▶ [Instructions to follow]: Convert the material, starting at the line that contains "Where can the dark" and ending at the line that contains "Where can the bird's grey", into a Markdown table with the columns Row and Entry. Put a running row number in Row and each line in Entry, and leave out any blank lines.

▶ [Data entries]:
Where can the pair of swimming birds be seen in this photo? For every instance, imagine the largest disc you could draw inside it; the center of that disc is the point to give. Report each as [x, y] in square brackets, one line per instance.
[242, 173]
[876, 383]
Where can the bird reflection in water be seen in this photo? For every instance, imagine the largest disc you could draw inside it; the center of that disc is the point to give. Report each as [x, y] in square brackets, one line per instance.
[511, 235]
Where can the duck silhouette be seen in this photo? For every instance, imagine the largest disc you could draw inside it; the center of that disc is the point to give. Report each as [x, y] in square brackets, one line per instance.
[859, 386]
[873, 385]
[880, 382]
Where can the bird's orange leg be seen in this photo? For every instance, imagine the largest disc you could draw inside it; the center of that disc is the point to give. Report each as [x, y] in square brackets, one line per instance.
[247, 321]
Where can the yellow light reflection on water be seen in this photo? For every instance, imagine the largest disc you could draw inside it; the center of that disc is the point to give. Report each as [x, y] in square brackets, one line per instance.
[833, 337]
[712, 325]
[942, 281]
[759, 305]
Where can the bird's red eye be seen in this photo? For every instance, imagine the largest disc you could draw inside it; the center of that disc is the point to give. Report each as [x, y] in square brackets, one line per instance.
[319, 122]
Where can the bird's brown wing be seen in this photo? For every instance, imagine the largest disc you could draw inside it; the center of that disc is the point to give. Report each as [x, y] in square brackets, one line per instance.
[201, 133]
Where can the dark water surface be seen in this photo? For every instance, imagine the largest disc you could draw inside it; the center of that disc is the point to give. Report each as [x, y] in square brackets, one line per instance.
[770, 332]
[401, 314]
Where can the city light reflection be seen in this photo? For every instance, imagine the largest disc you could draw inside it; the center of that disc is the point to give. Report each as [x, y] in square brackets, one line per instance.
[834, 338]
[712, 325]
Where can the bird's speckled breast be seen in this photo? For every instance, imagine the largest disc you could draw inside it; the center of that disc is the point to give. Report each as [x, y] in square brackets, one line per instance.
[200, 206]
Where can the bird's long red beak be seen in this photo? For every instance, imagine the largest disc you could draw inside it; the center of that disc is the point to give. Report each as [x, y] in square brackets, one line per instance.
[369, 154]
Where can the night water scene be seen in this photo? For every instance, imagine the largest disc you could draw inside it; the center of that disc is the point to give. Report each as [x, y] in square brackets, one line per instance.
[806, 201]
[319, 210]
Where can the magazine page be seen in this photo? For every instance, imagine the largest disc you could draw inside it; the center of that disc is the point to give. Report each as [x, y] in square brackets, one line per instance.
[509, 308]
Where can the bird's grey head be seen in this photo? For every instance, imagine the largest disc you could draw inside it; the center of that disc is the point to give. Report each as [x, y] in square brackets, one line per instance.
---
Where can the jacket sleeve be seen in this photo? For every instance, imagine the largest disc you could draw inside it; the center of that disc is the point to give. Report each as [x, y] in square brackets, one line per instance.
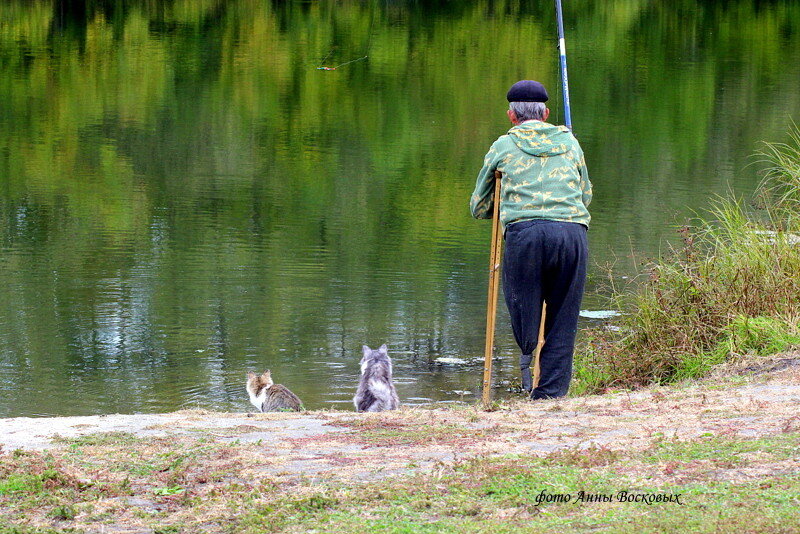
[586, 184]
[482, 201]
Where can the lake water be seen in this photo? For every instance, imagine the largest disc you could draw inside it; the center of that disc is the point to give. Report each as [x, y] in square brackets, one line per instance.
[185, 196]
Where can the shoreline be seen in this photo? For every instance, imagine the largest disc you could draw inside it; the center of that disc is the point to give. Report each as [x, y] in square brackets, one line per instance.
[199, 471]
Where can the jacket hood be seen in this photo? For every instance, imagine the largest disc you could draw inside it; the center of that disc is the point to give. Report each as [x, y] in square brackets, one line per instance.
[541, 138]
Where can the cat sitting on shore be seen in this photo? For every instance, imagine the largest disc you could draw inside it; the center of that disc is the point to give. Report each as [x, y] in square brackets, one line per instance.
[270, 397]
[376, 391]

▶ [Answer for this exercise]:
| Row | Entry |
|---|---|
| 1 | Where can the dark water surface be seen in this photo? For every instance, imagine the largest disc you could draw inside it; the center of that disc is the point to give. Report each as [x, y] in square brackets, one line per instance. |
| 2 | [770, 332] |
| 3 | [401, 314] |
| 4 | Where can the city light reflection be seen in this photo? For every instance, imagine the largest disc you could draw inside it; the center of that disc is the point to give. Report each as [x, y] in square brackets, one line per instance. |
| 5 | [834, 338] |
| 6 | [712, 325] |
| 7 | Where can the bird's speckled breast be seen in this photo? For every instance, imagine the largest disc you could draw inside it; the center of that disc is the point to give. Report each as [x, y] in square brackets, one line per instance. |
| 8 | [200, 206] |
| 9 | Where can the bird's long red beak be seen in this photo? For every instance, imagine the largest disc you could draw inside it; the center of that disc is the point to give. Report each as [x, y] in square brackets, one line per instance. |
| 10 | [369, 154] |
| 11 | Where can the night water scene be seen in this photo? For every instance, imagine the largest disc you could draw inside it; the center of that disc is the point to give. Report each as [x, y] in square brackets, one line per instance. |
| 12 | [806, 201] |
| 13 | [319, 210] |
| 14 | Where can the magazine page be seen in this photo? For every instance, imagine the largest disc you could draw inside it; the center of that disc is the point to give. Report each as [x, y] in square brackets, one line per instance. |
| 15 | [509, 308] |
| 16 | Where can the bird's grey head be seen in this photo? For every instance, imagine the largest disc you could draw inside it; the center of that disc is the point to give. Report each as [x, y] in square brackets, one line per instance. |